◆ Given problem a ◆
In the cycling travel account below, how much did it cost to camp at the park at Semuc Champey?

I was afraid of this, and am left with only one other option, to go back....if I can indeed go back. And I can, though only by running, scrabbling, tripping, falling, and all the while pushing the bike ever upwards, and eventually back to relative safety my body again starts to contemplate things other than survival; namely food and water and rest.
When I pass back through Lancetillo I see Leon's friend Juan, who asks what happened. Onlyfor him to then explain that it was passable, with a rope or something that I don't fully understand (though I wonder if he is right) and I curse myself for not at least having gone to see the bridge and this thought plays on my mind all the way back to last nights camp.
Alas, there is plenty more on my horizons in Guatemala and next I head to Semuc Champey, passing through the delightful lakeside town of Santa Cristobal Verapaz; the essence of "tranquilo" and then Coban....which though in the guidebooks is an area not to be missed, seems to lack any personal appeal and should in fact be wholeheartedly missed.
Champey is reached through the slightly rough rough road through to Lanquin and beyond, down into the hot valley floor of the river Cahabón. I think about camping at the park when I arrive in the evening, but decide against it on account of it a) being 50Q ($6) and b) being crap.

◆ Extracted material ◆
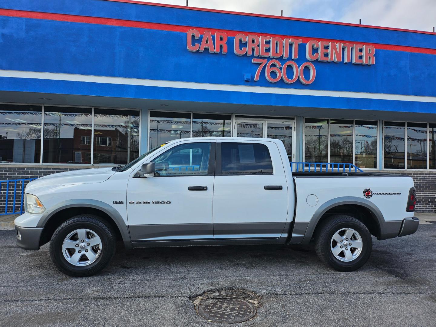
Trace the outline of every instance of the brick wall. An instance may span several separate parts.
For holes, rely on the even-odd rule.
[[[46,175],[50,175],[62,171],[74,170],[77,169],[83,169],[89,167],[0,167],[0,180],[16,179],[17,178],[34,178]],[[418,212],[436,212],[436,172],[429,171],[411,171],[406,172],[385,171],[380,172],[389,172],[398,174],[400,175],[408,175],[413,179],[415,187],[416,188],[416,196],[418,201],[416,202],[416,209]],[[2,183],[3,184],[4,183]],[[17,187],[17,196],[20,196],[19,190],[20,191],[20,185]],[[10,185],[10,200],[9,205],[11,206],[12,202],[10,200],[11,192],[13,192],[14,185]],[[4,212],[4,200],[6,195],[5,186],[2,185],[0,189],[0,212]]]
[[[75,170],[91,167],[0,167],[0,180],[16,179],[17,178],[37,178],[62,171]]]
[[[89,167],[26,167],[25,166],[11,167],[0,167],[0,181],[17,179],[18,178],[37,178],[47,175],[50,175],[62,171],[75,170]],[[25,181],[24,186],[29,182]],[[15,183],[10,183],[7,187],[6,183],[0,183],[0,214],[4,213],[7,192],[7,213],[17,212],[20,210],[21,195],[23,194],[23,182],[17,181],[16,187]],[[7,189],[8,189],[7,190]],[[15,207],[14,207],[15,197]]]
[[[413,179],[416,189],[416,211],[419,212],[436,212],[436,173],[430,172],[395,173],[408,175]]]

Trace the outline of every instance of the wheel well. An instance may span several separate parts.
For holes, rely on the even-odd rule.
[[[88,207],[75,207],[64,209],[56,212],[50,217],[48,221],[45,224],[45,226],[44,226],[44,228],[42,231],[42,234],[40,241],[40,246],[42,246],[50,241],[51,236],[54,232],[54,231],[62,223],[67,221],[72,217],[77,216],[78,215],[83,214],[95,215],[104,219],[109,223],[112,226],[112,229],[115,231],[117,241],[123,239],[121,233],[120,232],[116,224],[115,223],[112,218],[106,212],[98,209]]]
[[[359,219],[365,224],[371,235],[377,238],[380,237],[380,227],[375,215],[366,207],[359,204],[341,204],[328,209],[323,215],[317,224],[313,235],[316,234],[317,230],[323,221],[337,214],[347,215]]]

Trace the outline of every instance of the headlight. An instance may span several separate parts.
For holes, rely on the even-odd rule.
[[[45,211],[45,208],[37,196],[26,194],[26,211],[30,214],[41,215]]]

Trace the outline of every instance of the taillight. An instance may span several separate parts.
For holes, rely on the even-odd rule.
[[[415,207],[416,205],[416,190],[412,187],[409,191],[409,197],[407,200],[407,207],[406,211],[415,211]]]

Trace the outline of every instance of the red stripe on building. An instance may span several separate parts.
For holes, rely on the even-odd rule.
[[[323,24],[332,24],[333,25],[340,25],[345,26],[353,26],[359,27],[366,27],[368,28],[376,28],[381,30],[388,30],[389,31],[397,31],[400,32],[411,32],[415,33],[422,33],[423,34],[432,34],[433,32],[428,32],[426,31],[418,31],[417,30],[408,30],[405,28],[396,28],[395,27],[385,27],[384,26],[375,26],[373,25],[363,25],[362,24],[354,24],[351,23],[342,23],[341,22],[331,21],[331,20],[321,20],[318,19],[308,19],[307,18],[298,18],[295,17],[284,17],[281,16],[274,15],[264,15],[262,14],[253,14],[252,13],[244,13],[239,11],[230,11],[225,10],[218,10],[217,9],[209,9],[206,8],[198,8],[197,7],[187,7],[184,6],[177,6],[174,4],[167,4],[165,3],[157,3],[154,2],[146,2],[144,1],[135,1],[135,0],[103,0],[106,1],[113,1],[114,2],[122,2],[126,3],[134,3],[135,4],[145,4],[148,6],[157,6],[160,7],[168,7],[169,8],[177,8],[179,9],[189,9],[198,11],[208,11],[211,13],[218,13],[220,14],[228,14],[232,15],[240,15],[242,16],[253,16],[255,17],[262,17],[267,18],[277,18],[278,19],[284,19],[287,20],[296,20],[297,21],[306,21],[310,23],[320,23]]]
[[[284,35],[282,34],[270,34],[269,33],[259,33],[253,32],[244,31],[235,31],[229,30],[221,30],[214,28],[208,28],[202,27],[195,27],[192,26],[185,26],[179,25],[171,25],[163,24],[159,23],[150,23],[147,22],[138,21],[136,20],[128,20],[115,18],[106,18],[102,17],[92,17],[91,16],[78,16],[76,15],[69,15],[64,14],[53,14],[51,13],[43,13],[37,11],[27,11],[24,10],[13,10],[11,9],[0,9],[0,16],[9,17],[20,17],[26,18],[33,18],[36,19],[44,19],[49,20],[56,20],[58,21],[68,21],[73,23],[85,23],[90,24],[97,24],[99,25],[106,25],[112,26],[123,26],[123,27],[136,27],[137,28],[145,28],[150,30],[157,30],[159,31],[168,31],[174,32],[181,32],[186,33],[188,30],[195,28],[202,34],[204,31],[210,31],[212,33],[215,31],[224,32],[228,36],[234,37],[238,33],[243,33],[245,34],[252,34],[257,35],[265,35],[269,37],[276,36],[279,37],[291,37],[293,38],[301,39],[303,43],[307,43],[310,40],[316,40],[317,41],[333,41],[341,42],[346,43],[353,43],[358,44],[365,44],[373,45],[377,49],[393,50],[395,51],[404,51],[408,52],[416,52],[418,53],[425,53],[430,54],[436,54],[436,49],[429,49],[425,48],[418,48],[416,47],[408,47],[403,45],[395,45],[392,44],[383,44],[381,43],[368,43],[364,41],[355,41],[347,40],[334,40],[332,39],[324,39],[319,37],[307,37],[298,36],[296,35]]]

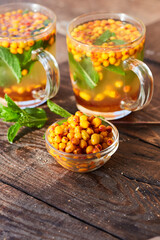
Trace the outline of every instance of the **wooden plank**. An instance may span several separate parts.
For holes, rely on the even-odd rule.
[[[138,124],[131,125],[128,124],[115,124],[119,129],[119,133],[125,134],[126,136],[134,136],[135,138],[140,139],[146,143],[153,144],[157,147],[160,147],[160,127],[159,125],[147,125],[147,124]]]
[[[160,63],[160,21],[147,26],[145,58]]]
[[[0,192],[0,239],[117,239],[6,184]]]
[[[0,130],[4,132],[2,127]],[[1,135],[3,182],[120,239],[146,240],[160,234],[157,147],[121,134],[118,152],[104,167],[76,174],[47,154],[37,132],[28,133],[13,145]]]

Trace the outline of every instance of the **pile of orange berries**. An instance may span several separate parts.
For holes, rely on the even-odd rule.
[[[94,41],[107,30],[115,33],[115,36],[111,36],[108,42],[102,43],[97,48]],[[95,20],[81,24],[72,30],[71,36],[74,40],[88,46],[79,45],[67,37],[68,51],[73,54],[77,62],[85,56],[90,57],[97,72],[101,72],[103,66],[119,66],[121,61],[130,56],[136,57],[136,54],[143,49],[145,41],[144,38],[138,40],[141,33],[134,25],[114,19]],[[123,48],[122,45],[115,45],[115,40],[123,40],[126,44],[131,44]]]
[[[49,127],[48,141],[66,153],[91,154],[106,149],[114,139],[111,126],[103,125],[98,117],[77,111],[62,125],[55,123]]]

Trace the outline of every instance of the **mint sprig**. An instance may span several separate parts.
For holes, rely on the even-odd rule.
[[[126,74],[125,71],[120,66],[109,65],[108,67],[106,67],[106,69],[108,71],[117,73],[122,76],[125,76],[125,74]]]
[[[102,45],[103,43],[107,42],[110,37],[115,37],[116,34],[114,32],[111,32],[110,30],[106,30],[104,33],[102,33],[94,42],[93,45]]]
[[[17,82],[20,83],[22,74],[21,65],[18,57],[12,54],[9,49],[0,47],[0,58],[8,65],[8,67],[11,69],[14,76],[16,77]]]
[[[46,112],[42,108],[20,109],[8,95],[5,95],[5,100],[7,107],[0,104],[0,118],[5,122],[15,122],[8,129],[7,137],[10,143],[13,143],[22,126],[42,128],[46,123]]]
[[[47,100],[47,105],[52,112],[54,112],[55,114],[61,117],[68,118],[72,115],[70,112],[60,107],[56,103],[52,102],[51,100]]]
[[[90,58],[85,57],[81,62],[74,59],[72,53],[68,53],[70,67],[77,77],[86,83],[89,88],[95,88],[99,82],[98,72],[94,69]]]

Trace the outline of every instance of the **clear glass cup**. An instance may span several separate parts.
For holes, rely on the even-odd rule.
[[[56,123],[58,122],[59,121],[57,121]],[[45,134],[46,148],[48,152],[54,157],[54,159],[61,166],[68,170],[79,173],[94,171],[102,167],[107,161],[109,161],[109,159],[117,151],[119,146],[119,132],[117,128],[109,121],[105,121],[105,123],[107,126],[112,127],[114,142],[112,143],[112,145],[100,152],[91,154],[73,154],[57,150],[50,144],[48,140],[49,128],[47,129]]]
[[[95,21],[92,29],[101,31],[96,29],[99,27],[99,20],[104,20],[102,24],[106,24],[107,29],[109,23],[105,22],[108,19],[109,22],[117,20],[128,24],[128,28],[136,27],[139,36],[110,46],[84,43],[81,40],[82,35],[75,39],[73,30],[77,26],[83,30],[86,23]],[[118,119],[150,103],[153,76],[143,62],[145,33],[145,26],[139,19],[123,13],[90,13],[69,23],[67,47],[70,78],[79,110],[88,115]],[[132,34],[130,32],[131,37]]]
[[[27,35],[23,24],[18,26],[21,13],[25,21],[29,19],[27,24],[31,16],[35,17],[31,34]],[[43,14],[43,21],[39,13]],[[32,3],[1,5],[0,15],[3,30],[0,32],[0,102],[5,104],[4,95],[8,94],[21,108],[38,106],[54,97],[59,89],[60,75],[55,59],[56,16],[50,9]],[[12,36],[5,35],[7,26],[3,16],[6,21],[14,21]],[[22,36],[19,32],[16,35],[17,27]]]

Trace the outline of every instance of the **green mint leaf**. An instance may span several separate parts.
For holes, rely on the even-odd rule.
[[[25,9],[25,10],[23,11],[22,15],[23,15],[23,14],[26,14],[26,13],[28,13],[28,12],[29,12],[29,10],[28,10],[28,9]]]
[[[17,82],[20,83],[22,74],[18,57],[15,54],[12,54],[9,49],[0,47],[0,58],[8,65],[16,77]]]
[[[21,113],[23,111],[7,94],[5,94],[5,100],[7,102],[8,108],[12,109],[13,112]]]
[[[62,120],[58,121],[57,123],[58,123],[58,125],[62,125],[64,122],[67,122],[67,119],[62,119]]]
[[[98,72],[94,69],[90,58],[86,57],[81,62],[77,62],[72,53],[68,53],[69,63],[74,74],[81,81],[84,81],[90,88],[95,88],[99,82]]]
[[[28,51],[24,51],[23,53],[23,61],[22,61],[22,67],[25,68],[25,65],[28,63],[28,62],[32,62],[31,60],[31,54],[32,54],[32,51],[35,50],[35,49],[38,49],[38,48],[41,48],[43,47],[43,41],[42,40],[39,40],[38,42],[36,42],[32,47],[30,47],[30,49]]]
[[[18,122],[22,126],[42,128],[47,121],[45,110],[42,108],[25,108]]]
[[[48,24],[51,22],[51,19],[44,20],[43,24],[44,26],[48,26]]]
[[[120,67],[120,66],[114,66],[114,65],[109,65],[106,67],[108,71],[115,72],[117,74],[120,74],[122,76],[125,76],[125,71]]]
[[[20,128],[21,128],[21,125],[17,122],[8,129],[7,137],[10,143],[13,143],[13,140]]]
[[[68,118],[72,115],[71,113],[69,113],[64,108],[57,105],[56,103],[52,102],[51,100],[47,100],[47,105],[52,112],[54,112],[57,115],[60,115],[61,117]]]
[[[41,28],[38,28],[38,29],[35,29],[35,30],[33,30],[32,32],[31,32],[31,35],[33,36],[36,36],[37,34],[39,34],[39,33],[37,33],[37,34],[34,34],[35,32],[39,32],[40,30],[42,30],[42,29],[44,29],[45,27],[41,27]]]
[[[127,43],[126,41],[121,39],[113,39],[111,42],[113,42],[115,45],[122,45]]]
[[[17,122],[19,114],[0,104],[0,118],[5,122]]]
[[[106,30],[93,42],[93,45],[102,45],[103,43],[107,42],[110,39],[110,37],[114,37],[114,36],[116,36],[114,32],[111,32],[110,30]]]

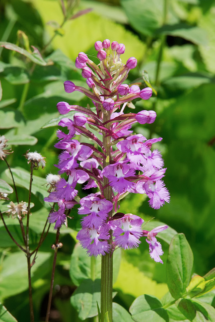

◆ Given problem b ◆
From the listing above, copy out the lines verbatim. Begin at the line that has "Trace the outline of every instance of the **green" and stop after the line that has "[[[48,24],[51,22],[51,19],[44,20],[43,24],[44,26],[48,26]]]".

◆ Full response a ◆
50Q ($6).

◆ Full response b ◆
Trace the outline of every instance of the **green mint leaf**. An instance may span several separate parts.
For holes, rely on the even-odd rule.
[[[25,9],[25,10],[23,11],[22,15],[23,15],[23,14],[26,14],[26,13],[28,13],[28,12],[29,12],[29,10],[28,10],[28,9]]]
[[[17,82],[20,83],[22,74],[18,57],[15,54],[12,54],[9,49],[0,47],[0,58],[8,65],[16,77]]]
[[[21,113],[23,111],[7,94],[5,94],[5,100],[7,102],[8,108],[12,109],[13,112]]]
[[[62,120],[58,121],[57,123],[58,123],[58,125],[62,125],[64,122],[67,122],[67,119],[62,119]]]
[[[98,72],[94,69],[90,58],[86,57],[81,62],[77,62],[72,53],[68,53],[69,63],[74,74],[81,81],[84,81],[90,88],[95,88],[99,82]]]
[[[28,51],[24,51],[23,53],[23,61],[22,61],[22,67],[25,68],[25,65],[28,63],[28,62],[32,62],[31,60],[31,54],[32,54],[32,51],[35,50],[35,49],[38,49],[38,48],[41,48],[43,47],[43,41],[42,40],[39,40],[38,42],[36,42],[32,47],[30,47],[30,49]]]
[[[18,122],[22,126],[42,128],[47,121],[45,110],[42,108],[25,108]]]
[[[48,24],[51,22],[51,19],[44,20],[43,24],[44,26],[48,26]]]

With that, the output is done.